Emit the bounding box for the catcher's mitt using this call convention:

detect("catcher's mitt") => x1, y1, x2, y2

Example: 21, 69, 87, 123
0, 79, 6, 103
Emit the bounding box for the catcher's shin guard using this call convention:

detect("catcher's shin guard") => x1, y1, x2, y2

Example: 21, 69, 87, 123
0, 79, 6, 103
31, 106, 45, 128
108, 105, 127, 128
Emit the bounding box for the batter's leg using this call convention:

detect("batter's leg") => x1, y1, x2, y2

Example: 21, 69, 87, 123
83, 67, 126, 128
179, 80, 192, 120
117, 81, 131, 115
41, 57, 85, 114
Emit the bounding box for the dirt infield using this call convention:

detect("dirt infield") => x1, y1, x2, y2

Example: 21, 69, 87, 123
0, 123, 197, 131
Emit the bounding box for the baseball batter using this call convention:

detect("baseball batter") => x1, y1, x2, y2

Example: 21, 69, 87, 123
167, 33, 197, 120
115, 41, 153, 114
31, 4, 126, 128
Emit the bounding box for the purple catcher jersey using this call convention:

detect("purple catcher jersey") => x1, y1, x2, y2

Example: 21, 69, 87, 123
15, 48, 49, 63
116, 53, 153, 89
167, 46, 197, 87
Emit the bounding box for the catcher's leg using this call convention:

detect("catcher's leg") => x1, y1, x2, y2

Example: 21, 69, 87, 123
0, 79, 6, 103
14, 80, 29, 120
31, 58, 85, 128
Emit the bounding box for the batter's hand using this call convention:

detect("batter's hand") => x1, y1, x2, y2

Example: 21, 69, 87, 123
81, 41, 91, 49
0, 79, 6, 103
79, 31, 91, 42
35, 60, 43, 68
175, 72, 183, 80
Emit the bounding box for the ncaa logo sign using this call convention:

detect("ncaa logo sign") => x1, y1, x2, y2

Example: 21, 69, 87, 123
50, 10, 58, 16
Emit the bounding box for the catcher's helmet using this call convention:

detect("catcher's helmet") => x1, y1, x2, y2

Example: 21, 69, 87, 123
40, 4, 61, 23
+ + + + + + +
Task requirements: Convert the lines above into a JSON list of strings, one string per line and with blank lines omitted. Begin at the line that contains "Emit the bounding box for the catcher's helmet" and stop after the final line.

Correct response:
[
  "Emit the bounding box for the catcher's helmet using this call convention:",
  "detect(\"catcher's helmet\") => x1, y1, x2, y2",
  "Example: 21, 69, 87, 123",
  "40, 4, 61, 23"
]